◆ PAGE EXCERPT
# old vs new Aristo Pacific



## iaviksfan (Dec 27, 2007)

I'm thinking of buying an NOS Aristo Pacific. Its been at my local hobby store for a long time now. By the way, black box aristo.
Anyway, what are the advantages of new vs. old with this loco? Better or worse quality? Any problems? I will be using Revolution, once the containers are unloaded.
Thanks
Greg R.


----------



## josephunh (Mar 27, 2013)

Is Aristo even making that engine anymore? I haven't seen it on their site, or is that because they are currently out of stock?


----------



## Greg Elmassian (Jan 3, 2008)

Old style no socket, completely different drive system, different smoke system, etx. 

I would not buy it if you want to use the Revo, unless you want to do a complete rewire and are prepared for this unit to have parts availability problems. 

It must be 8 years or more old I think. 

Greg


----------



## iaviksfan (Dec 27, 2007)

yeah, its been at the hobby store a LONG time. Its only $50 cheaper than the newer ones. Maybe I can talk them down more. 
Thanks


----------



## Randy Stone (Jan 2, 2008)

Spend the $50.00 extra and save yourself the aggravation later


----------



## vsmith (Jan 2, 2008)

◆ DATA
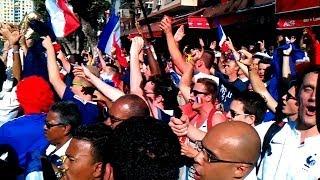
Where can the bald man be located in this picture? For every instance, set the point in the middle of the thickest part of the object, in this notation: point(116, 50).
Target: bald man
point(125, 107)
point(229, 150)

◆ DIRECTIONS
a – Sum up the forum thread on the old and new Aristo Pacific in two sentences.
b – Extend the forum thread on the old and new Aristo Pacific from the point where it stops.
The material has no connection to the forum thread.

◆ ANSWERS TO THE PROBLEMS
a – A forum member considering a new-old-stock Aristo Pacific that has been at a local hobby store for a long time asks how it compares with the newer version, since he plans to use Revolution. Replies say the old model has no socket and a different drive and smoke system, warn that running the Revo would mean a complete rewire and possible parts availability problems, and advise paying the extra $50 for a newer one.

b –
Wasn't this one from the era of the slipping driver wheels? I recall there was a preventative fix using red loc-tite but that was many many moons ago


----------



## Greg Elmassian (Jan 3, 2008)

No, this was BEFORE the "prime mover" gearbox... 

It needs to be really cheap to even be worth it... do you care if the smoke unit does not work, it's completely different than current production. 

It should be way cheaper than a new one. Of course, guess what the reason is that it's still there after 8 years.... he wants too much for it. 

Greg


----------



## iaviksfan (Dec 27, 2007)

No, unless its live steam, I don't run smoke. There have been to many people from here advising me against it. drains battery, etc. Next time in town, I'll see what they can do for me. on this. otherwise I'll pass on it. 
Greg R.


----------



## Greg Elmassian (Jan 3, 2008)

Yeah, work him over... he needs to know by keeping it for so long, it's no longer made, parts will be a problem, especially the motor block. 

Unless you get it for something like half of the street price for a new one, just walk on by... 

Greg


----------



## josephunh (Mar 27, 2013)

So no ones really answered my question though is Aristo still making pacifics or is it only left over units in peoples inventory that are left?


----------



## Randy Stone (Jan 2, 2008)

Yeah, work him over... he needs to know by keeping it for so long,* it's no longer made*, parts will be a problem, especially the motor block. 

Unless you get it for something like half of the street price for a new one, just walk on by... 

Greg

I believe the question was answered.


----------



## Greg Elmassian (Jan 3, 2008)

They now make a new style Pacific, different motor block, different electronics, and the socket. 

Greg


----------



## Treeman (Jan 6, 2008)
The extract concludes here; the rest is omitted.